==== Input

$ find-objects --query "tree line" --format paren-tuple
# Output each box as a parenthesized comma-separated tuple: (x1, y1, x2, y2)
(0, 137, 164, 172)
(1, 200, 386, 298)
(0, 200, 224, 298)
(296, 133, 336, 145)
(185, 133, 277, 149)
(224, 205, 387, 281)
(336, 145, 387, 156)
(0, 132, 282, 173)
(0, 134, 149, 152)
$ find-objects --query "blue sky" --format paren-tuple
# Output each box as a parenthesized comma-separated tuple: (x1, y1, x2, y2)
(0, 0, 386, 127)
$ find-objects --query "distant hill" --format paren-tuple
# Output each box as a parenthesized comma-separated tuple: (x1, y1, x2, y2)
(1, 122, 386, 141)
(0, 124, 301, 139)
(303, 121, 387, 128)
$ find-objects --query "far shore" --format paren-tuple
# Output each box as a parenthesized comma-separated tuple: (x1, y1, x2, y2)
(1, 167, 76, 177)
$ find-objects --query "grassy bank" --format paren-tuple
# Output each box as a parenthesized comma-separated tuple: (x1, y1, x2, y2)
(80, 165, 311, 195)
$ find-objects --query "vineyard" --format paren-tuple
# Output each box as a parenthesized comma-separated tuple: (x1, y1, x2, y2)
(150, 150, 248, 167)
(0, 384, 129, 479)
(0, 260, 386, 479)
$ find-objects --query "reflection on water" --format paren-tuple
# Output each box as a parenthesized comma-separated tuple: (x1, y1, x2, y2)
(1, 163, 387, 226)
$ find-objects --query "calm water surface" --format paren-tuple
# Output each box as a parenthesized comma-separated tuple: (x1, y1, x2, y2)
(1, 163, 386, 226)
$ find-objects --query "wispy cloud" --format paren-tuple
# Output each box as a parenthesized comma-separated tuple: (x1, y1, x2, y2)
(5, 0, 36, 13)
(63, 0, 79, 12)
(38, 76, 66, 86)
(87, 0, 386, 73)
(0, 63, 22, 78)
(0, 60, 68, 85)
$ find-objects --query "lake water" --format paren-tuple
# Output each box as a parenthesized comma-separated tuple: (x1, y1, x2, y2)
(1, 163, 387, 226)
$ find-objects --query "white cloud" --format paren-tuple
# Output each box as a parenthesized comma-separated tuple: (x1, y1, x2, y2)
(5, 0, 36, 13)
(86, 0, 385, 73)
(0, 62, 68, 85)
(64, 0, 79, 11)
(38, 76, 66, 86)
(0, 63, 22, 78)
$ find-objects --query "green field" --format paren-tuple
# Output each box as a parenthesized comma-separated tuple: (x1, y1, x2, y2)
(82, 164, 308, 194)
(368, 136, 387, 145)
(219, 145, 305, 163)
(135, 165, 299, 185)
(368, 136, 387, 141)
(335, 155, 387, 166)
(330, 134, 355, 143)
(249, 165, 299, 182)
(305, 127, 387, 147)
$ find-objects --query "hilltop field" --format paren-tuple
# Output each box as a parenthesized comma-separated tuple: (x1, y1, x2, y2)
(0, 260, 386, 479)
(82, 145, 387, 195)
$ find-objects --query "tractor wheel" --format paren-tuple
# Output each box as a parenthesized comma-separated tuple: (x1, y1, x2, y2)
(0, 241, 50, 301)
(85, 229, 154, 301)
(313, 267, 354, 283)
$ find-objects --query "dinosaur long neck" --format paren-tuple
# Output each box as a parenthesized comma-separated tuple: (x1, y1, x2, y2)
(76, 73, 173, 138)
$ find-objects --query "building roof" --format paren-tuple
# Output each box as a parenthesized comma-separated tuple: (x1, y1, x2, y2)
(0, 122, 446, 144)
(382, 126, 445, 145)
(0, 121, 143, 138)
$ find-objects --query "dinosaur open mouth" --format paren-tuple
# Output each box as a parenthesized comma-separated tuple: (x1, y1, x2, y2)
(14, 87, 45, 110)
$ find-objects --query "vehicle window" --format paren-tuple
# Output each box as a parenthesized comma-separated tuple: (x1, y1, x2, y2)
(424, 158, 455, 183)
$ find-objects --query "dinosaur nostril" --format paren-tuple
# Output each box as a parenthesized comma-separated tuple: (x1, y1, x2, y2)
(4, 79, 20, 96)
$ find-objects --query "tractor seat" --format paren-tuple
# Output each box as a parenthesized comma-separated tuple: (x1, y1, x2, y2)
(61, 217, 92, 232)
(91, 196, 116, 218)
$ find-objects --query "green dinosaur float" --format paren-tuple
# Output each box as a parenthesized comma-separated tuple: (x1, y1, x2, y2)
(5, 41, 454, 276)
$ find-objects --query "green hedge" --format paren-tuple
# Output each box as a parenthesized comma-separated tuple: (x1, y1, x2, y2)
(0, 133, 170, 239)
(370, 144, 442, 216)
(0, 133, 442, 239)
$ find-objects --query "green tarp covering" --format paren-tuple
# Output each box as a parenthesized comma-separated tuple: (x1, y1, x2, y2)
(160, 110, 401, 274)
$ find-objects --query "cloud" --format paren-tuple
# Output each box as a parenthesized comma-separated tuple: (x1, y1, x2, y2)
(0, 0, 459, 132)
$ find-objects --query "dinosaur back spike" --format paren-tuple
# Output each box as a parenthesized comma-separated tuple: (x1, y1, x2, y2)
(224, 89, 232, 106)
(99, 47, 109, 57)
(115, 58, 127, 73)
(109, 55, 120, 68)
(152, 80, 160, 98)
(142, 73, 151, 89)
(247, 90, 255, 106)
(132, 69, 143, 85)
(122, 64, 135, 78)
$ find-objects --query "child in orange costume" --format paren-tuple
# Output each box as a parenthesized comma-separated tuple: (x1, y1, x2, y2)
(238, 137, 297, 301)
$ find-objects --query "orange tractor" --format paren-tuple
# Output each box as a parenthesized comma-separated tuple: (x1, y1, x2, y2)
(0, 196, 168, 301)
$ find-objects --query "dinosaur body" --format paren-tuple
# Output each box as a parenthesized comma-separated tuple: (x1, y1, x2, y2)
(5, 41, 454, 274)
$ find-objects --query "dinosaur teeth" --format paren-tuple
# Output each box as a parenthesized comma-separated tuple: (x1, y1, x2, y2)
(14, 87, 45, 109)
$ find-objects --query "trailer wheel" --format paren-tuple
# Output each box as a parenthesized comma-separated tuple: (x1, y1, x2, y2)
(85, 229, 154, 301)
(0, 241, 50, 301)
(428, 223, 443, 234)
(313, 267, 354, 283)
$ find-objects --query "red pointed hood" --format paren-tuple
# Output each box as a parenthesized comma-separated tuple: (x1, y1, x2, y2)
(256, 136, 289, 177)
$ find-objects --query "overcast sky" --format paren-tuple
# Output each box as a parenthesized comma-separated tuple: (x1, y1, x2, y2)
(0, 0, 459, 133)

========

▸ What is being asked: All of the data above needs to be set down again exactly. Include every line.

▸ Written reply:
$ find-objects --query "tree line" --format paren-tuple
# Output each box as a parenthesized comma-separated tuple: (x1, y1, x2, y2)
(0, 137, 164, 172)
(1, 200, 386, 298)
(0, 200, 224, 298)
(296, 133, 336, 145)
(185, 133, 277, 149)
(224, 205, 387, 281)
(336, 145, 387, 156)
(0, 132, 282, 173)
(0, 134, 149, 152)
$ find-objects --query "blue sky" --format paren-tuple
# Output each box as a parenthesized comma-separated tuple: (x1, y1, x2, y2)
(0, 0, 386, 127)
$ find-objects --query "distant hill" --format paren-tuple
# Output each box as a parenthesized comma-separated tuple: (x1, y1, x2, y2)
(1, 122, 386, 141)
(0, 124, 301, 139)
(303, 121, 387, 128)
$ find-objects --query "far shore" --format paren-tuple
# Output each box as a parenthesized comma-separated tuple: (x1, y1, x2, y2)
(1, 167, 76, 177)
$ find-objects --query "grassy bank" --format paren-tuple
# Output each box as a parenthesized comma-separated tuple: (x1, y1, x2, y2)
(80, 165, 311, 195)
$ find-objects --query "vineyard" --format paren-tuple
# Output each box as a parenthesized comma-separated tuple: (x1, y1, x2, y2)
(150, 150, 248, 167)
(0, 384, 129, 479)
(0, 260, 386, 479)
$ find-objects --query "reflection on water" --format paren-tuple
# Output each box as a parenthesized comma-separated tuple: (x1, y1, x2, y2)
(1, 163, 387, 226)
$ find-objects --query "calm water surface" --format paren-tuple
# Output each box as a parenthesized comma-separated tuple: (x1, y1, x2, y2)
(1, 163, 386, 226)
$ find-objects --query "wispy cloud" --format paren-tuple
# Output each box as a parenthesized comma-separated tuple: (x1, y1, x2, y2)
(5, 0, 36, 13)
(63, 0, 79, 12)
(38, 76, 66, 86)
(87, 0, 386, 73)
(0, 63, 22, 78)
(0, 60, 68, 85)
$ find-objects --query "lake water" --format paren-tuple
# Output each box as a parenthesized comma-separated tuple: (x1, y1, x2, y2)
(1, 163, 387, 226)
$ find-objects --query "white cloud" --format paren-tuple
# Output each box as a parenthesized comma-separated tuple: (x1, y1, x2, y2)
(5, 0, 36, 13)
(86, 0, 385, 73)
(0, 62, 68, 85)
(64, 0, 79, 11)
(38, 76, 66, 86)
(0, 63, 22, 78)
$ find-objects --query "green field" --format paren-tuple
# Output each box as a parenthesized comma-separated tuple: (x1, y1, x2, y2)
(82, 164, 308, 194)
(368, 136, 387, 145)
(219, 145, 305, 163)
(135, 165, 299, 185)
(368, 136, 387, 141)
(335, 155, 387, 166)
(330, 134, 355, 143)
(249, 165, 299, 182)
(305, 127, 387, 147)
$ find-objects --query "hilltop field" --format paren-tuple
# Output each box as a parenthesized comma-separated tuple: (x1, y1, x2, y2)
(0, 260, 386, 479)
(82, 145, 387, 195)
$ find-objects --query "tractor wheel" --format paren-tuple
# Output each box as a parenthesized comma-separated tuple: (x1, y1, x2, y2)
(0, 241, 50, 301)
(85, 229, 154, 301)
(313, 267, 354, 283)
$ find-objects --query "dinosaur long neck" --format paren-tuple
# Output each box as a parenthesized comma-separated tuple: (x1, y1, x2, y2)
(76, 73, 173, 138)
$ find-objects --query "building roof" --format paren-tuple
# Output each box as a parenthesized comma-separated tuple: (x1, y1, x2, y2)
(0, 122, 446, 144)
(382, 126, 445, 145)
(0, 121, 143, 138)
$ find-objects --query "dinosaur open mouth" --format paren-tuple
# Output each box as a parenthesized comma-separated tuple: (x1, y1, x2, y2)
(14, 87, 45, 110)
$ find-objects --query "vehicle window" --format paren-tuple
# Output each box as a parenthesized comma-separated tuple: (x1, y1, x2, y2)
(424, 158, 455, 183)
$ find-objects --query "dinosaur nostril" --format paren-tuple
# Output each box as a parenthesized comma-separated tuple: (x1, y1, x2, y2)
(4, 79, 20, 96)
$ find-objects --query "tractor seat" --format paren-tuple
# Output each box as a parenthesized comma-separated tuple: (x1, y1, x2, y2)
(61, 217, 92, 232)
(91, 196, 116, 218)
$ find-objects --query "green dinosaur float" --format paren-tuple
# Output each box as a parenthesized comma-separated tuple: (x1, y1, x2, y2)
(5, 41, 454, 276)
$ find-objects --query "green hedge" --format paren-tuple
# Output each box as a parenthesized comma-separated tuple: (x1, y1, x2, y2)
(0, 133, 170, 239)
(370, 144, 442, 216)
(0, 133, 442, 239)
$ find-objects --query "green tarp covering" --format paren-tuple
# Output each box as a parenthesized comma-separated tuple: (x1, y1, x2, y2)
(160, 110, 401, 274)
$ find-objects --query "cloud" --format paren-tuple
# Output each box as a parenthesized comma-separated tuple: (x1, y1, x2, y2)
(0, 0, 459, 132)
$ find-objects --query "dinosaur back spike" --format paren-tuple
# Output each box as a parenthesized comma-separated tuple: (x1, y1, x2, y2)
(224, 89, 232, 106)
(99, 47, 109, 57)
(115, 58, 127, 73)
(109, 55, 120, 68)
(152, 80, 160, 98)
(142, 73, 151, 89)
(247, 90, 255, 106)
(132, 69, 143, 85)
(122, 64, 135, 78)
$ find-objects --query "child in orange costume" --format paren-tuple
# Output each box as a parenthesized comma-separated tuple: (x1, y1, x2, y2)
(238, 137, 297, 301)
$ find-objects --query "orange tractor" --format paren-tuple
# Output each box as a parenthesized comma-separated tuple: (x1, y1, x2, y2)
(0, 196, 168, 301)
$ find-objects --query "dinosaur body" --format paren-tuple
# Output each box as a parenthesized comma-separated tuple: (x1, y1, x2, y2)
(5, 41, 454, 274)
$ find-objects --query "dinosaur teeth" --format paren-tuple
# Output each box as a parenthesized comma-separated tuple: (x1, y1, x2, y2)
(14, 87, 45, 109)
$ find-objects --query "trailer wheel" --format paren-tuple
# Output each box as a parenthesized comma-separated tuple: (x1, y1, x2, y2)
(85, 229, 154, 301)
(0, 241, 50, 301)
(428, 223, 443, 234)
(313, 267, 354, 283)
$ find-objects --query "red pointed hood" --format paren-tuple
# Output each box as a parenthesized comma-separated tuple: (x1, y1, x2, y2)
(256, 136, 289, 177)
$ find-objects --query "overcast sky" --format paren-tuple
# Output each box as a parenthesized comma-separated tuple: (x1, y1, x2, y2)
(0, 0, 459, 133)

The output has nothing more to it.